(Datenzeilen)
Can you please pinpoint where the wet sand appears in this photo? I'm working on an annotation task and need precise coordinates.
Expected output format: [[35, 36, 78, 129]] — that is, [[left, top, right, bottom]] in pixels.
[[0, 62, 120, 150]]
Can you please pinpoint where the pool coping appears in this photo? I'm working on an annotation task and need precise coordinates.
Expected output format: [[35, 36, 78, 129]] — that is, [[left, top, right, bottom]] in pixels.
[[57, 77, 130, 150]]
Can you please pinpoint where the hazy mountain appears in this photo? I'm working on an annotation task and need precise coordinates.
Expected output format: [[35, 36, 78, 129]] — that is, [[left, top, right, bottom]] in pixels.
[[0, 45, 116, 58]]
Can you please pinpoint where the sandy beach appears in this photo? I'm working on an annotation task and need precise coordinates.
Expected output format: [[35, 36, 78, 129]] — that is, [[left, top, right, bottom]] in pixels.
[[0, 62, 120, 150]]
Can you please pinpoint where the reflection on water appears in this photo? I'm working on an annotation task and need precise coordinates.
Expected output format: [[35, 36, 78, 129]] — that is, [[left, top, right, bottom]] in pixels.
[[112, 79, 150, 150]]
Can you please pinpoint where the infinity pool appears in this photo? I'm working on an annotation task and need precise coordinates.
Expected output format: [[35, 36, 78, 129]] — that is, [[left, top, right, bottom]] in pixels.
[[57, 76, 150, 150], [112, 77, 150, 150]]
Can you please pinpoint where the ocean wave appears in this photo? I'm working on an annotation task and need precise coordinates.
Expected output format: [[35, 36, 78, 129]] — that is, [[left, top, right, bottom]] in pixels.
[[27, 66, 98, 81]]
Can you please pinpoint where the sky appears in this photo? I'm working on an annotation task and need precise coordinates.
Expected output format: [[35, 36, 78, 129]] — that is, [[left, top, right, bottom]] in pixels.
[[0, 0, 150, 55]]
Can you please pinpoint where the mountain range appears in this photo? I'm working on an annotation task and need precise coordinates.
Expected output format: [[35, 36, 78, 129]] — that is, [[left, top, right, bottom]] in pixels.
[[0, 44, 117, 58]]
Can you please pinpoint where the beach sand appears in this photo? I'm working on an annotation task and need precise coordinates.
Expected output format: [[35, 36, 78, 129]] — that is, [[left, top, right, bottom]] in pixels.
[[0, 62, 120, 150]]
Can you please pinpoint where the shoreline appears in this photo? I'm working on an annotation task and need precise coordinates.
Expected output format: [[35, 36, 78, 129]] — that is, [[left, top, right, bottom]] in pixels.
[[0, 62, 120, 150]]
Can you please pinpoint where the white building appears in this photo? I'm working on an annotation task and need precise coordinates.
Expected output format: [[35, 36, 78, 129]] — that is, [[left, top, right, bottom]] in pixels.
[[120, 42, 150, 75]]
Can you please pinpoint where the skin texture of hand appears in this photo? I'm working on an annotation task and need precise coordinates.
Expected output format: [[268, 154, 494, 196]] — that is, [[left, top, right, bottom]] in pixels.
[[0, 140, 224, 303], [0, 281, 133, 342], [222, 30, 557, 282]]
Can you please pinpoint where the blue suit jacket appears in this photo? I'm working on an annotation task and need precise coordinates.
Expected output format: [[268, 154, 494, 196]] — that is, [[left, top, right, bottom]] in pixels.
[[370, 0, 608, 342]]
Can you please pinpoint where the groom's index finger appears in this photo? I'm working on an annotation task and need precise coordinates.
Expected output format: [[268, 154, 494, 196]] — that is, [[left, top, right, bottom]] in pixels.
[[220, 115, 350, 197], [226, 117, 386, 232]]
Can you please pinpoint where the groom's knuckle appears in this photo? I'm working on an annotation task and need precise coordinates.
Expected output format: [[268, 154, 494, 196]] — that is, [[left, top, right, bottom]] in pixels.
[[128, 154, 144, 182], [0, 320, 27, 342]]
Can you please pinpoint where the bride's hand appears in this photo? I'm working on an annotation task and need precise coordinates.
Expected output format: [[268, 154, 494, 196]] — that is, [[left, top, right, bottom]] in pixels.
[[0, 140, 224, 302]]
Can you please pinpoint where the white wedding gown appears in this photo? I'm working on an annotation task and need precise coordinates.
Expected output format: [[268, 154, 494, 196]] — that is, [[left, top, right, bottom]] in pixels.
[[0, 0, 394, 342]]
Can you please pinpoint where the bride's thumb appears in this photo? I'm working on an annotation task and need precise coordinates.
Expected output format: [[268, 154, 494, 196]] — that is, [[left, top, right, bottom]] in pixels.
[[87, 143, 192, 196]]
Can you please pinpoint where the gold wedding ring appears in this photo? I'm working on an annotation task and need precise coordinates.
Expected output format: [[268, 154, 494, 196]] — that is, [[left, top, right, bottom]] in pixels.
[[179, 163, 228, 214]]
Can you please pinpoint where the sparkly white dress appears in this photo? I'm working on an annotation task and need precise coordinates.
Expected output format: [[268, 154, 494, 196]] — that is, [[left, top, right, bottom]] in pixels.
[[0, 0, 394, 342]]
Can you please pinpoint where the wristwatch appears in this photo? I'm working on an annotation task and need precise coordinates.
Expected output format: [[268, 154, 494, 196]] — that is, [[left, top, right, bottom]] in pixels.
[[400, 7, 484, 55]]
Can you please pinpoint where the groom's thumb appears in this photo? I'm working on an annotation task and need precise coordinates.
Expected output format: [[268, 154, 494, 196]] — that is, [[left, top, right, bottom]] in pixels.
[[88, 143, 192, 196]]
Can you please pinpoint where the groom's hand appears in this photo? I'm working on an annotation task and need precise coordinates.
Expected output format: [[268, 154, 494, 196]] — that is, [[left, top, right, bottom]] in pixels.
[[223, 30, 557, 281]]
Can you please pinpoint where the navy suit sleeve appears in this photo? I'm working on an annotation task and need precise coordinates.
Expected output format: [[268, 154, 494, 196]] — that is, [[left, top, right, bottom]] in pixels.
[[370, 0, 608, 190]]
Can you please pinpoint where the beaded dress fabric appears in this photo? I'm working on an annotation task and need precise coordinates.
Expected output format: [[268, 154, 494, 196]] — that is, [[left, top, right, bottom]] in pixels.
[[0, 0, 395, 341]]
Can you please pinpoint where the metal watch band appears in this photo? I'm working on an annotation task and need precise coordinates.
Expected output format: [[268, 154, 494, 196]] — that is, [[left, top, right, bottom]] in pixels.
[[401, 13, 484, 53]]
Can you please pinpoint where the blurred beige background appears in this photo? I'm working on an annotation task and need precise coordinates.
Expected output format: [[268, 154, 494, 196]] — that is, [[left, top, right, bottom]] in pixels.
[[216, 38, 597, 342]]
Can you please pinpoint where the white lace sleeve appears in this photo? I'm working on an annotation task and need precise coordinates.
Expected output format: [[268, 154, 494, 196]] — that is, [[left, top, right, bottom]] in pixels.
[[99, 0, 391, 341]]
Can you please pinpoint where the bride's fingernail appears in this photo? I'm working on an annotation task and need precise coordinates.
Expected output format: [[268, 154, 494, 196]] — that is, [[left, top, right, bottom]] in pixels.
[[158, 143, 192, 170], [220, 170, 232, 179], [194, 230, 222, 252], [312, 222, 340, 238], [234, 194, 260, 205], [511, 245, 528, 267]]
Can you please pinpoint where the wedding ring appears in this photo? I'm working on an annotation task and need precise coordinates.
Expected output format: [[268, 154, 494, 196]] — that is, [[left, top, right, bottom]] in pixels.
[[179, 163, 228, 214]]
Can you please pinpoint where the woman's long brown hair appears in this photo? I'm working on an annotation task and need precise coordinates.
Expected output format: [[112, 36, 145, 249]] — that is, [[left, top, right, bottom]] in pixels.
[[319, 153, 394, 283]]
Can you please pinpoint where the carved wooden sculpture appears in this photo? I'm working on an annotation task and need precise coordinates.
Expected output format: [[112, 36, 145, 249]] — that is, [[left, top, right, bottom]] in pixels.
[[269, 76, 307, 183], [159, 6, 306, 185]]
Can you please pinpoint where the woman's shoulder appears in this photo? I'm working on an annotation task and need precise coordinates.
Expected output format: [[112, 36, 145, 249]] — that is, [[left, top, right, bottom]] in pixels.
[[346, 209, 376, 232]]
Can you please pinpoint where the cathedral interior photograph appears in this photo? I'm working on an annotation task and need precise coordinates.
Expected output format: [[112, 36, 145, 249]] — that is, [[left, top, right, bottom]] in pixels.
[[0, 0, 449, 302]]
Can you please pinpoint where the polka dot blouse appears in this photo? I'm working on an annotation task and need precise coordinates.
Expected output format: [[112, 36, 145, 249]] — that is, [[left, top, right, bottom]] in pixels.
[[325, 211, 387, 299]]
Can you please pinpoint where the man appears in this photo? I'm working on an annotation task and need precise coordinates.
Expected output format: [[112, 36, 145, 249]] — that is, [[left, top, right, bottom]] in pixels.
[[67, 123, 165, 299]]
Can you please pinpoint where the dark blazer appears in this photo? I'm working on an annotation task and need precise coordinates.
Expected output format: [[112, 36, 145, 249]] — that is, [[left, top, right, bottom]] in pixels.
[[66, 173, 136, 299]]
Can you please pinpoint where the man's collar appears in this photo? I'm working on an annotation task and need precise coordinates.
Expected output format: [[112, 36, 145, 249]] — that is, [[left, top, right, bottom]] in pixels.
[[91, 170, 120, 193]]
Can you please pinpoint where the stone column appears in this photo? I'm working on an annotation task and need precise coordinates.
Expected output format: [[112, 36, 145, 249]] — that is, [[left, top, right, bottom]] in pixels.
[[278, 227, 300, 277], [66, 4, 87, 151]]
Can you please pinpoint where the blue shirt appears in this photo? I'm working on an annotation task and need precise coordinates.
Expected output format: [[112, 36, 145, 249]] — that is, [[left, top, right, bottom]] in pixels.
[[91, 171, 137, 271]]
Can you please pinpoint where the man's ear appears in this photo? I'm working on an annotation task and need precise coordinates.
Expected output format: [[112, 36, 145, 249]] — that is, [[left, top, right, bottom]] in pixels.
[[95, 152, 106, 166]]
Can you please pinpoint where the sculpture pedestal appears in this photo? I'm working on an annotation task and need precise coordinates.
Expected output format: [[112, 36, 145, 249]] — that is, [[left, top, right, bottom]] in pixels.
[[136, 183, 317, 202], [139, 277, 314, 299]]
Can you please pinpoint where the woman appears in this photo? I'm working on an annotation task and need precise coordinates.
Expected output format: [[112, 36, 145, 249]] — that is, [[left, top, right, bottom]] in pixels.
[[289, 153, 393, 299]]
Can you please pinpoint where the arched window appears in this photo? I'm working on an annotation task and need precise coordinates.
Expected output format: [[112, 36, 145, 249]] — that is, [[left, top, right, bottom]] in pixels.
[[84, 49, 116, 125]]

■ AUFGABENDETAILS ■
Wiederhole bitte aus dem Material unverändert die Zeilen von der Zeile mit „Can you please pinpoint where the wedding“ bis einschließlich der Zeile mit „[[325, 211, 387, 299]]“.

■ VOLLSTÄNDIGE ANTWORT ■
Can you please pinpoint where the wedding ring appears in this photo? I'm working on an annotation task and need precise coordinates.
Expected output format: [[268, 154, 494, 196]] — that is, [[left, top, right, bottom]] in pixels.
[[179, 163, 228, 214]]
Can you please pinpoint where the woman's long brown hair appears in this photo? I'm working on an annotation task and need precise coordinates.
Expected output format: [[112, 36, 145, 249]] — that is, [[left, top, right, bottom]] in pixels.
[[319, 153, 394, 283]]
Can you please pinpoint where the carved wooden sculpture appears in this photo? I'm working on an annotation task and need precise coordinates.
Expected output format: [[112, 36, 145, 249]] — that is, [[left, top, right, bottom]] in pixels.
[[269, 76, 307, 183], [159, 6, 306, 185]]
Can you please pinpoint where the woman's shoulder appears in this photo? I'm working on an annotation task and need precise coordinates.
Expected output format: [[112, 36, 145, 249]] — that is, [[left, top, right, bottom]] in pixels.
[[346, 209, 376, 232]]
Can you please pinpoint where the cathedral interior photograph appears in this photo? I'm working on an annotation task and need precise coordinates.
Expected output format: [[112, 36, 145, 249]] — that is, [[left, top, right, bottom]] in pixels.
[[0, 0, 449, 302]]
Can you please pinpoint where the polka dot blouse appears in this photo? I'm working on an annotation task and need precise coordinates.
Expected output format: [[112, 36, 145, 249]] — that is, [[left, top, right, bottom]] in pixels.
[[325, 211, 387, 299]]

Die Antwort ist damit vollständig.